Work request
Write every record out again exactly, and keep images out of it.

___ Material shown ___

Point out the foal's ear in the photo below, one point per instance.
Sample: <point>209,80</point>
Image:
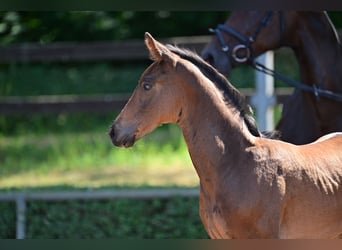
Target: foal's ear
<point>157,50</point>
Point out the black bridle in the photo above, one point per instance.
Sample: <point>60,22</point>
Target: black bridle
<point>248,57</point>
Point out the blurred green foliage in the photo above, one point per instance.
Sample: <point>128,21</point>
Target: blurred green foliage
<point>50,26</point>
<point>128,219</point>
<point>45,27</point>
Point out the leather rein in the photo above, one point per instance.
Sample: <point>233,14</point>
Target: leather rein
<point>247,57</point>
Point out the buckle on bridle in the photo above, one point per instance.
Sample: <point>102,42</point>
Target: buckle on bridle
<point>235,53</point>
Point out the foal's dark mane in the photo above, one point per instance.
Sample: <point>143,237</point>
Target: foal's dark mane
<point>231,94</point>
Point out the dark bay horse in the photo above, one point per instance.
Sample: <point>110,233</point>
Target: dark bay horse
<point>250,186</point>
<point>311,35</point>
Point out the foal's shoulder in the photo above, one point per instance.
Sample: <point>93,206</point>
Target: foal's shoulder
<point>335,136</point>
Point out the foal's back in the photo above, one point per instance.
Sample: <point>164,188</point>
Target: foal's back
<point>311,178</point>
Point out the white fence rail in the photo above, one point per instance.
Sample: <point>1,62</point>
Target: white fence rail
<point>21,198</point>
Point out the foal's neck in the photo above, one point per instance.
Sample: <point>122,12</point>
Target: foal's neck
<point>215,133</point>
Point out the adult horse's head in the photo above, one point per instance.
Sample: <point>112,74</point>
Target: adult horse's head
<point>144,111</point>
<point>245,35</point>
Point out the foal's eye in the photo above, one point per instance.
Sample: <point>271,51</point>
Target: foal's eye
<point>147,86</point>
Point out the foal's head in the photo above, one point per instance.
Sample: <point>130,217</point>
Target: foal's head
<point>155,100</point>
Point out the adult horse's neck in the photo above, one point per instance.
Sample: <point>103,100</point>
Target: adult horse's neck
<point>318,51</point>
<point>319,55</point>
<point>215,133</point>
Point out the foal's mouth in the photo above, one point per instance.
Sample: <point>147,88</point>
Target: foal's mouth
<point>125,140</point>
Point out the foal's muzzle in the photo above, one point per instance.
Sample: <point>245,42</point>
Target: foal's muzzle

___

Result for this exercise
Point out the foal's ear in the photo below, one point per instance.
Sample: <point>209,80</point>
Image:
Target: foal's ear
<point>157,50</point>
Point out the black bridle in the photo above, one point per instance.
Sample: <point>60,22</point>
Target: black bridle
<point>248,57</point>
Point out the blurred green foliage in the photo above, one point per instance.
Sample: <point>128,21</point>
Target: blurred green foliage
<point>50,26</point>
<point>128,219</point>
<point>45,27</point>
Point out the leather rein in the photo above, one point per instance.
Sample: <point>233,14</point>
Target: leather rein
<point>247,57</point>
Point out the buckle on bridle in the photo above, one point per instance.
Sample: <point>102,42</point>
Target: buckle on bridle
<point>235,53</point>
Point out the foal's dark mane in the photo above, one point per instance.
Sample: <point>143,237</point>
Target: foal's dark mane
<point>231,94</point>
Point out the dark bay horse in the photo above, one point per instance.
Sample: <point>110,233</point>
Target: dark bay horse
<point>250,186</point>
<point>311,35</point>
Point out the foal's shoulder in the photo above, one point per instance.
Sample: <point>93,206</point>
Target: foal's shoulder
<point>335,136</point>
Point out the foal's back in the photo above, one point per instance.
Sample: <point>164,188</point>
Target: foal's back
<point>311,178</point>
Point out the white fence rail in the photo above, one point per instance.
Sample: <point>1,62</point>
Target: white fence rail
<point>21,198</point>
Point out the foal's neck in the photo above, one point per instance.
Sample: <point>122,12</point>
Target: foal's neck
<point>215,133</point>
Point out the adult horse's head in the photo above, one point per instance.
Sample: <point>112,74</point>
Target: adult horse's head
<point>144,111</point>
<point>245,35</point>
Point out the foal's eye in the photo above, one point per instance.
Sample: <point>271,51</point>
Target: foal's eye
<point>147,86</point>
Point out the foal's head in the photo above, one point per instance.
Sample: <point>130,217</point>
Target: foal's head
<point>155,100</point>
Point out the adult horse's neck in the photo above, one point per instance.
Sample: <point>103,100</point>
Target: adult horse's neck
<point>318,51</point>
<point>319,55</point>
<point>215,133</point>
Point out the foal's mouth in the photo above, one point per instance.
Sample: <point>147,88</point>
Target: foal's mouth
<point>125,140</point>
Point out the foal's muzzle in the photo above, one point per instance.
Sample: <point>245,42</point>
Target: foal's muzzle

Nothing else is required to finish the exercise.